— begin PASSAGE SHOWN —

Demand with a Plan: The Need for Retailers to be Aware of the Variations in Civil Demand Statutes Across the Country

Jan E. Simonsen, Esq. and Alexander M. Gormley, Esq

Shoplifting is a uniform problem for retailers throughout the United States. However, the statutes that govern the rights of retailers to recover civil liability from shoplifters are anything but uniform from state to state. While there are similarities among some states, often along regional lines, each state has its own set of rules for how merchants can—or must—go about seeking restitution for shoplifting and all of its attendant costs. The important point for retailers and their loss prevention departments is that instead of having a single approach towards pursuing civil remedies for shoplifting, retailers must tailor their civil demand policies to the unique requirements and restrictions of each of the states in which their stores are located. This may ultimately require more work and planning up front, but will avoid unnecessary and costly litigation down the road.

— end PASSAGE SHOWN —
— begin SUPPLIED RECORDS —

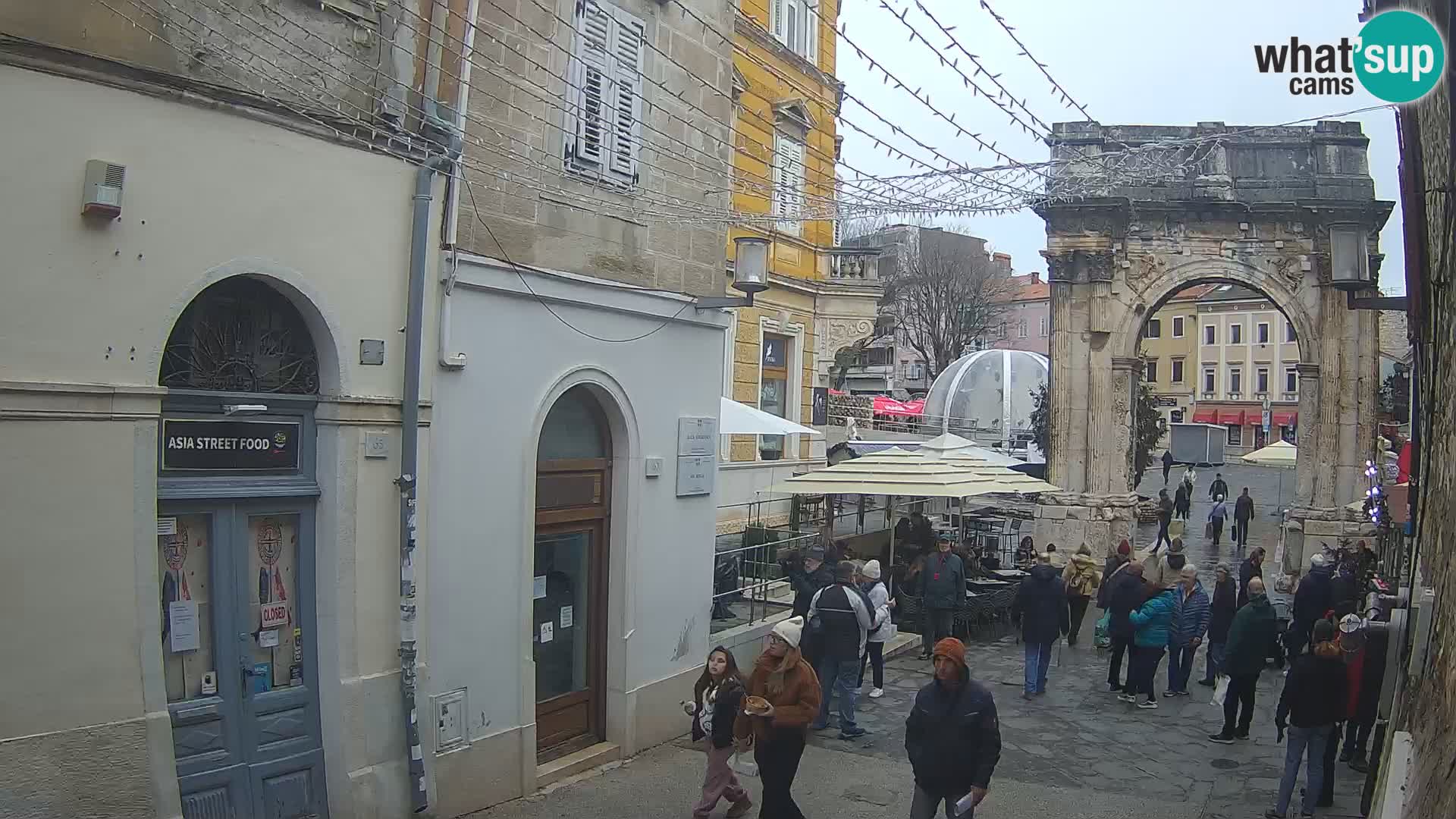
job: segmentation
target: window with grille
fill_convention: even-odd
[[[773,136],[773,216],[779,232],[798,236],[804,230],[804,143]]]
[[[818,0],[773,0],[773,36],[789,51],[818,61]]]
[[[600,0],[577,3],[566,93],[566,168],[619,185],[635,185],[642,153],[641,17]]]

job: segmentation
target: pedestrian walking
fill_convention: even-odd
[[[1249,549],[1249,557],[1239,564],[1239,608],[1249,602],[1249,581],[1264,580],[1264,546]]]
[[[830,698],[839,694],[839,737],[865,736],[855,724],[855,698],[859,692],[859,657],[874,622],[874,609],[865,593],[855,586],[855,563],[840,561],[834,570],[834,584],[814,595],[810,603],[810,627],[821,634],[823,656],[818,660],[820,716],[810,727],[828,727]]]
[[[1213,571],[1213,602],[1208,605],[1208,650],[1203,656],[1204,673],[1198,685],[1213,688],[1214,675],[1223,672],[1223,647],[1229,641],[1229,625],[1233,612],[1239,609],[1239,590],[1229,571],[1229,564],[1220,563]]]
[[[744,707],[734,721],[737,748],[753,748],[763,783],[763,804],[759,816],[773,819],[804,819],[804,812],[789,793],[799,771],[808,726],[820,711],[820,683],[814,669],[799,654],[804,618],[779,621],[769,634],[769,644],[748,676]],[[748,697],[767,702],[767,708],[750,713]]]
[[[1108,691],[1123,692],[1133,685],[1131,663],[1128,663],[1127,669],[1127,682],[1121,682],[1123,654],[1133,644],[1133,622],[1128,619],[1128,615],[1133,609],[1143,605],[1143,600],[1147,597],[1147,593],[1143,590],[1143,564],[1136,560],[1128,563],[1117,573],[1109,586],[1107,605],[1104,606],[1112,615],[1108,627],[1108,635],[1112,638],[1112,660],[1107,669],[1107,688]]]
[[[1061,570],[1061,583],[1067,587],[1067,609],[1072,622],[1067,630],[1067,646],[1076,646],[1077,634],[1082,631],[1082,618],[1088,614],[1092,595],[1096,595],[1102,587],[1102,573],[1098,571],[1096,561],[1092,560],[1092,549],[1086,544],[1077,546],[1077,552]]]
[[[1223,479],[1223,472],[1213,474],[1213,482],[1208,484],[1208,497],[1214,500],[1229,497],[1229,482]]]
[[[1198,580],[1198,567],[1185,565],[1174,587],[1174,616],[1168,630],[1168,691],[1163,697],[1187,697],[1192,659],[1208,632],[1211,606]]]
[[[996,701],[971,679],[960,640],[941,640],[933,656],[935,679],[916,694],[906,720],[906,753],[914,769],[910,819],[932,819],[942,803],[946,819],[973,819],[1000,761]]]
[[[1163,544],[1172,544],[1168,528],[1174,525],[1174,501],[1168,497],[1168,490],[1158,490],[1158,539],[1153,541],[1153,551]]]
[[[1187,482],[1178,484],[1174,491],[1174,516],[1179,520],[1188,520],[1188,512],[1192,509],[1192,487]]]
[[[738,783],[729,764],[734,753],[734,721],[738,718],[744,688],[732,651],[718,646],[708,653],[703,673],[693,685],[693,701],[683,704],[687,716],[693,717],[693,740],[702,742],[708,751],[703,796],[693,806],[695,819],[708,819],[724,799],[731,804],[728,819],[737,819],[753,807],[748,791]]]
[[[1021,641],[1026,659],[1022,697],[1031,700],[1047,692],[1047,667],[1057,637],[1067,634],[1067,587],[1051,567],[1051,555],[1042,552],[1031,577],[1016,589],[1010,603],[1010,621],[1021,625]]]
[[[1158,665],[1168,648],[1176,595],[1176,589],[1153,589],[1153,596],[1127,615],[1133,625],[1133,669],[1127,675],[1127,689],[1120,697],[1124,702],[1137,702],[1142,695],[1139,708],[1158,707],[1153,685]]]
[[[1264,595],[1264,580],[1249,580],[1249,602],[1233,615],[1229,641],[1223,651],[1223,666],[1229,675],[1229,691],[1223,698],[1223,730],[1208,734],[1213,742],[1230,743],[1249,737],[1254,721],[1254,694],[1264,670],[1270,643],[1274,640],[1274,606]],[[1242,711],[1241,711],[1242,708]]]
[[[1332,748],[1331,737],[1335,723],[1342,717],[1347,698],[1345,663],[1334,638],[1332,622],[1322,619],[1315,624],[1312,653],[1294,660],[1289,678],[1284,679],[1284,691],[1274,711],[1274,727],[1280,740],[1284,739],[1286,727],[1289,729],[1289,745],[1284,749],[1284,777],[1278,783],[1278,802],[1264,813],[1265,819],[1284,819],[1306,753],[1307,783],[1300,815],[1315,815],[1318,797],[1325,787],[1325,752]]]
[[[1233,544],[1241,549],[1249,545],[1249,523],[1252,522],[1254,498],[1249,497],[1249,488],[1243,487],[1243,493],[1233,501]]]
[[[874,628],[865,635],[865,654],[859,660],[859,686],[865,686],[865,666],[871,666],[874,676],[874,688],[869,689],[871,700],[879,700],[885,695],[885,638],[890,630],[890,592],[885,584],[879,580],[881,568],[879,561],[872,560],[865,564],[865,568],[859,570],[863,576],[865,596],[869,597],[869,606],[874,614]]]
[[[1213,538],[1213,545],[1219,545],[1219,539],[1223,536],[1223,520],[1229,516],[1229,506],[1223,503],[1223,495],[1213,495],[1213,509],[1208,510],[1208,532],[1207,535]]]
[[[1329,586],[1334,579],[1334,567],[1324,554],[1315,552],[1309,558],[1309,573],[1299,580],[1294,589],[1294,616],[1289,630],[1284,631],[1284,647],[1289,648],[1290,659],[1297,657],[1309,644],[1309,635],[1315,622],[1329,614]]]
[[[955,609],[965,602],[965,564],[951,552],[951,538],[942,536],[920,570],[920,659],[929,660],[936,643],[951,635]]]
[[[1143,577],[1158,589],[1171,589],[1178,584],[1179,573],[1187,564],[1188,555],[1184,554],[1182,538],[1174,538],[1168,551],[1158,557],[1149,555],[1144,560]]]

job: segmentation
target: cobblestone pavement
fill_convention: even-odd
[[[1222,711],[1208,702],[1203,686],[1195,685],[1192,697],[1159,697],[1155,711],[1137,710],[1105,692],[1105,660],[1085,647],[1063,646],[1045,697],[1025,701],[1021,657],[1010,635],[974,643],[967,654],[971,673],[996,697],[1003,742],[977,819],[1254,819],[1274,804],[1284,759],[1273,724],[1283,683],[1278,672],[1267,670],[1259,683],[1251,739],[1214,745],[1207,734],[1219,729]],[[904,718],[916,689],[929,681],[930,666],[913,654],[888,666],[885,697],[859,701],[859,723],[869,734],[853,742],[836,739],[834,730],[812,736],[794,785],[811,819],[909,815],[913,780],[904,759]],[[1198,657],[1197,670],[1201,667]],[[1166,660],[1159,672],[1160,692]],[[686,819],[702,783],[702,759],[683,737],[478,816]],[[759,780],[743,781],[757,800]],[[1335,806],[1321,816],[1357,816],[1361,783],[1338,765]],[[725,809],[719,806],[713,818]]]

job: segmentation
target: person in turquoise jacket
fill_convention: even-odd
[[[1158,698],[1153,692],[1153,679],[1158,676],[1158,665],[1168,650],[1168,634],[1172,627],[1174,609],[1178,606],[1176,589],[1159,589],[1142,606],[1127,615],[1133,624],[1133,670],[1127,678],[1127,689],[1123,692],[1124,702],[1137,702],[1137,695],[1144,700],[1137,702],[1139,708],[1156,708]]]

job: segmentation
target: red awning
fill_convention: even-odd
[[[1243,410],[1219,410],[1220,424],[1243,426]]]

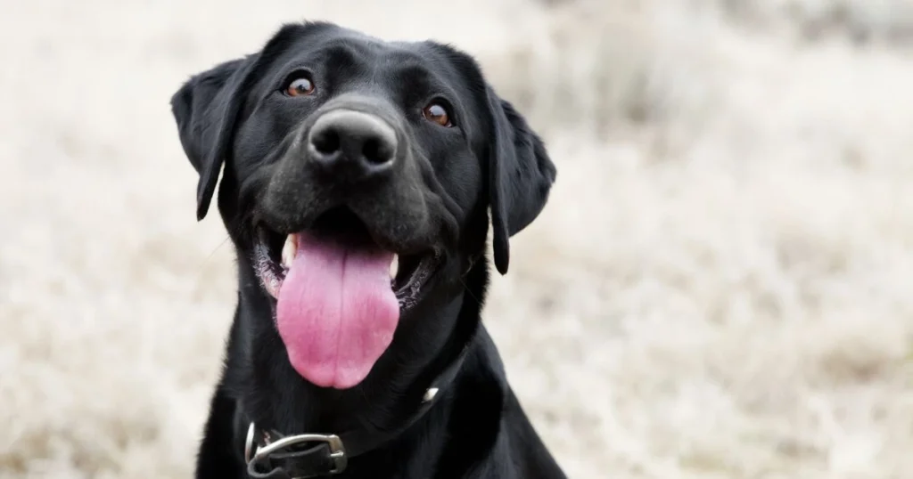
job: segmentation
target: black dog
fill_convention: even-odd
[[[287,25],[172,108],[238,258],[197,477],[564,477],[479,319],[556,171],[472,57]]]

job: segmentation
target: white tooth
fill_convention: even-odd
[[[291,262],[295,259],[296,253],[298,253],[298,235],[289,234],[286,238],[285,245],[282,246],[282,266],[285,267],[291,266]]]
[[[396,273],[399,272],[399,255],[394,255],[394,260],[390,262],[390,279],[396,279]]]

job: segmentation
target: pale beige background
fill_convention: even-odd
[[[913,477],[910,2],[0,12],[0,476],[190,475],[234,259],[168,99],[310,17],[451,41],[546,135],[486,318],[572,477]]]

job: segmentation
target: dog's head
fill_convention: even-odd
[[[468,56],[328,23],[287,25],[172,99],[199,172],[273,305],[296,370],[361,382],[417,305],[541,211],[555,167]],[[402,317],[402,318],[401,318]]]

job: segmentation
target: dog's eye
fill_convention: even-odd
[[[447,113],[447,109],[444,108],[440,103],[432,103],[425,109],[422,110],[422,114],[425,119],[441,125],[442,127],[452,127],[453,123],[450,122],[450,115]]]
[[[298,77],[292,78],[289,82],[289,86],[286,87],[286,95],[289,97],[300,97],[304,95],[311,95],[314,93],[314,82],[310,81],[310,78],[307,77]]]

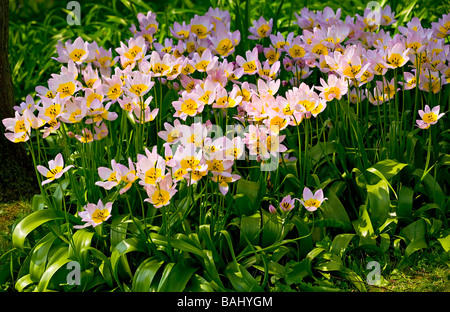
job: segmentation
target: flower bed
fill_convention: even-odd
[[[370,260],[448,251],[450,15],[295,16],[241,38],[210,8],[158,42],[148,12],[114,51],[60,42],[3,120],[41,190],[16,290],[364,291]]]

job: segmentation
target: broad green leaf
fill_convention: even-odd
[[[259,209],[260,184],[245,179],[239,179],[236,185],[235,207],[239,216],[252,215]]]
[[[341,201],[334,192],[325,190],[325,196],[328,200],[324,201],[321,205],[323,211],[323,218],[330,220],[338,220],[344,225],[344,229],[350,230],[352,224],[348,217],[347,211],[342,205]]]
[[[188,286],[186,286],[185,291],[190,292],[214,292],[214,288],[211,283],[198,274],[194,274]]]
[[[385,180],[379,180],[376,184],[367,184],[368,209],[372,226],[378,228],[389,216],[390,199],[389,189]]]
[[[367,208],[365,205],[359,207],[359,218],[352,222],[355,232],[359,235],[359,245],[375,245],[375,233],[372,222],[370,220]]]
[[[272,214],[266,210],[261,210],[261,215],[261,246],[267,247],[277,242],[281,236],[281,218],[278,214]]]
[[[412,217],[413,196],[414,191],[411,188],[402,185],[400,192],[398,193],[397,217]]]
[[[43,292],[47,289],[48,283],[56,271],[70,261],[67,257],[68,254],[68,247],[61,247],[58,251],[56,251],[56,253],[52,256],[54,261],[49,260],[49,266],[45,270],[44,274],[42,274],[39,284],[36,287],[36,291]],[[65,283],[66,281],[63,282]]]
[[[413,172],[413,175],[422,178],[423,170],[416,169]],[[441,208],[445,207],[445,196],[442,191],[441,186],[437,183],[436,179],[430,174],[427,173],[422,180],[423,185],[425,186],[426,195],[428,198],[434,203],[438,204]]]
[[[14,228],[12,234],[12,243],[15,248],[24,249],[25,238],[27,235],[41,226],[42,224],[49,221],[65,220],[66,214],[63,211],[44,209],[33,212],[32,214],[25,217],[22,221],[17,224]],[[68,214],[67,218],[74,220],[73,215]]]
[[[262,287],[255,278],[239,263],[231,262],[225,269],[225,275],[238,292],[260,292]]]
[[[295,225],[297,228],[298,236],[303,237],[306,236],[298,241],[300,247],[299,247],[299,259],[303,259],[311,250],[313,250],[313,241],[311,236],[311,231],[306,225],[306,223],[298,216],[294,216],[291,219],[291,222]],[[307,236],[309,235],[309,236]]]
[[[185,261],[181,261],[175,264],[174,267],[168,273],[168,276],[161,282],[158,291],[161,292],[181,292],[186,287],[192,274],[197,271],[196,267],[187,265]],[[164,274],[163,274],[164,277]]]
[[[30,278],[34,282],[39,282],[45,272],[48,253],[55,239],[56,236],[53,233],[45,235],[31,252]]]
[[[450,234],[447,235],[446,237],[438,238],[438,241],[439,243],[441,243],[442,248],[444,248],[446,252],[450,251]]]
[[[426,224],[423,219],[409,224],[400,231],[399,236],[405,238],[408,244],[405,249],[405,255],[407,257],[417,250],[428,247],[425,239],[426,231]]]
[[[289,265],[286,273],[286,284],[291,285],[294,283],[300,283],[305,277],[311,274],[311,265],[307,259],[303,259],[300,262],[296,262],[294,265]]]
[[[94,232],[86,229],[81,229],[75,232],[72,237],[73,244],[69,245],[69,258],[74,260],[82,260],[86,263],[87,248],[91,246],[92,237]]]
[[[259,212],[251,216],[241,217],[241,231],[240,231],[241,246],[246,246],[248,244],[247,240],[252,245],[259,245],[260,233],[261,233],[261,214]]]
[[[339,234],[335,236],[331,243],[330,251],[342,258],[353,237],[355,237],[355,234]]]
[[[127,238],[116,245],[111,254],[111,268],[117,283],[120,283],[118,266],[121,257],[133,251],[146,252],[146,247],[145,241],[136,237]]]
[[[18,292],[22,292],[25,288],[27,288],[29,285],[33,284],[33,280],[31,279],[30,274],[24,275],[21,278],[19,278],[14,285],[15,289]]]

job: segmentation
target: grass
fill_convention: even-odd
[[[417,252],[411,265],[394,269],[382,287],[369,286],[371,292],[450,292],[450,255],[442,248]]]
[[[11,228],[13,224],[31,212],[31,203],[27,199],[0,203],[0,255],[12,247]]]
[[[19,1],[12,1],[17,5]],[[211,1],[212,3],[215,1]],[[401,1],[395,1],[399,3]],[[423,2],[423,1],[422,1]],[[421,1],[412,1],[411,4],[423,5]],[[21,23],[16,19],[21,11],[16,7],[13,14],[15,14],[12,20],[12,36],[10,42],[11,48],[11,64],[13,77],[15,79],[14,86],[16,91],[16,99],[18,102],[22,101],[24,97],[33,93],[34,87],[45,83],[48,76],[52,72],[57,72],[59,64],[56,61],[50,59],[53,56],[53,47],[58,40],[65,41],[67,39],[74,39],[76,36],[82,36],[85,40],[98,41],[99,45],[106,48],[118,46],[120,41],[129,37],[128,27],[131,23],[136,23],[135,14],[137,12],[146,12],[150,7],[158,12],[158,16],[161,16],[159,21],[162,27],[162,31],[168,31],[168,26],[171,25],[171,21],[168,19],[170,15],[172,19],[184,19],[187,20],[187,15],[192,16],[193,13],[203,13],[200,11],[194,11],[197,7],[195,3],[190,1],[182,1],[182,6],[177,8],[179,1],[169,1],[167,6],[160,6],[157,4],[145,4],[142,1],[113,1],[112,7],[107,7],[102,1],[99,4],[86,4],[82,5],[82,21],[83,24],[79,27],[67,26],[65,22],[65,16],[67,12],[64,11],[64,7],[60,7],[59,4],[55,4],[53,1],[49,1],[47,9],[49,14],[40,15],[36,20],[30,23]],[[184,4],[186,3],[186,4]],[[200,3],[200,2],[199,2]],[[217,1],[217,4],[223,9],[229,9],[231,4],[240,3],[241,10],[248,6],[248,1],[230,1],[224,3]],[[295,9],[299,11],[303,4],[307,5],[308,2],[295,3],[299,6],[296,8],[292,4],[294,1],[281,2],[281,10],[278,11],[276,5],[278,3],[268,3],[267,1],[253,7],[250,15],[246,15],[247,22],[252,20],[258,14],[269,16],[274,14],[273,12],[281,12],[280,18],[280,30],[283,30],[283,25],[288,21],[285,16],[286,11],[289,9]],[[394,1],[393,1],[394,3]],[[322,9],[324,6],[331,6],[336,9],[341,4],[334,2],[324,2],[319,6],[317,4],[310,6],[311,9]],[[342,4],[343,14],[354,14],[351,10],[361,13],[365,7],[364,1],[348,1]],[[411,8],[414,7],[411,6]],[[392,5],[394,6],[394,5]],[[53,7],[53,8],[52,8]],[[201,9],[205,10],[208,6],[202,3]],[[409,8],[410,6],[408,6]],[[439,6],[436,6],[436,8]],[[394,6],[395,8],[395,6]],[[123,10],[122,10],[123,9]],[[22,10],[28,10],[28,14],[38,10],[38,7],[22,8]],[[30,11],[31,10],[31,11]],[[31,12],[31,13],[30,13]],[[123,12],[123,14],[119,14]],[[162,13],[161,13],[162,12]],[[165,13],[164,13],[165,12]],[[167,14],[170,12],[171,14]],[[418,14],[422,14],[421,17],[433,20],[434,15],[438,11],[423,11],[419,10]],[[100,14],[101,13],[101,14]],[[173,13],[173,14],[172,14]],[[176,13],[183,13],[186,16],[177,15]],[[248,13],[248,12],[247,12]],[[278,14],[278,13],[277,13]],[[400,15],[409,20],[412,16],[408,11],[400,12]],[[414,14],[413,14],[414,15]],[[427,16],[428,15],[428,16]],[[25,14],[26,16],[26,14]],[[21,17],[23,18],[23,17]],[[237,21],[232,17],[233,21]],[[283,24],[284,23],[284,24]],[[111,24],[117,27],[111,27]],[[233,27],[234,29],[236,27]],[[122,35],[123,33],[123,35]],[[164,36],[160,36],[163,38]],[[41,51],[44,51],[42,53]],[[31,77],[31,78],[30,78]],[[436,173],[436,172],[435,172]],[[20,186],[19,186],[20,187]],[[444,191],[445,192],[445,191]],[[5,253],[11,247],[11,227],[18,219],[29,214],[31,212],[30,203],[26,199],[14,201],[10,203],[0,204],[0,255]],[[412,202],[411,202],[412,206]],[[369,291],[373,292],[405,292],[405,291],[418,291],[418,292],[447,292],[450,291],[449,286],[449,254],[445,253],[439,244],[432,244],[425,251],[418,251],[414,253],[410,259],[403,265],[401,269],[397,269],[395,259],[392,263],[389,263],[388,268],[383,273],[383,277],[386,283],[383,286],[375,287],[369,286]],[[340,281],[338,281],[340,283]],[[336,284],[338,284],[336,283]],[[355,287],[350,283],[342,281],[341,289],[346,291],[355,291]]]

— end SUPPLIED RECORDS —

> WHAT YOU NEED TO DO:
[A] Edit the civil demand article from "Shoplifting is a" up to and including "down the road.", putting "compensation" in place of "restitution".
[B] Resume the civil demand article after its final sentence.

> EXPECTED RESPONSES:
[A]
Shoplifting is a uniform problem for retailers throughout the United States. However, the statutes that govern the rights of retailers to recover civil liability from shoplifters are anything but uniform from state to state. While there are similarities among some states, often along regional lines, each state has its own set of rules for how merchants can—or must—go about seeking compensation for shoplifting and all of its attendant costs. The important point for retailers and their loss prevention departments is that instead of having a single approach towards pursuing civil remedies for shoplifting, retailers must tailor their civil demand policies to the unique requirements and restrictions of each of the states in which their stores are located. This may ultimately require more work and planning up front, but will avoid unnecessary and costly litigation down the road.

[B]
The first category of Civil Demand Statutes explicitly require merchants to send a demand notice for restitution to the shoplifter as a prerequisite to filing a civil suit for damages. There are ten (10) states in this category and they can be divided into two sub-categories. The first sub-category is those states that enumerate the specific language and/or form that the civil demand notice must have: These states are Georgia, Maryland, Mississippi, and Ohio. Retailers should pay careful attention to the requirements of the statutes, as they can be numerous and very precise. For example, in Maryland, the demand letter must: 1) identify the act of shoplifting alleged to have been committed; 2) specify the amount of damages sought; 3) specify the amount of the civil penalty sought and the method of calculating that amount; 4) request payment of the damages and civil penalty by cash, money order, certified check, or cashier’s check; 5) contain a conspicuous notice advising the responsible person that payment of the damages and civil penalty does not preclude the possibility of criminal prosecution, but that the payment would not be admissible in any criminal proceeding as an admission or evidence of guilt; and 6) specify the date by which the payment should be made in order to avoid civil action. See, Md. Code Ann., (Cts. & Jud. Proc.) § 3-1303 (West).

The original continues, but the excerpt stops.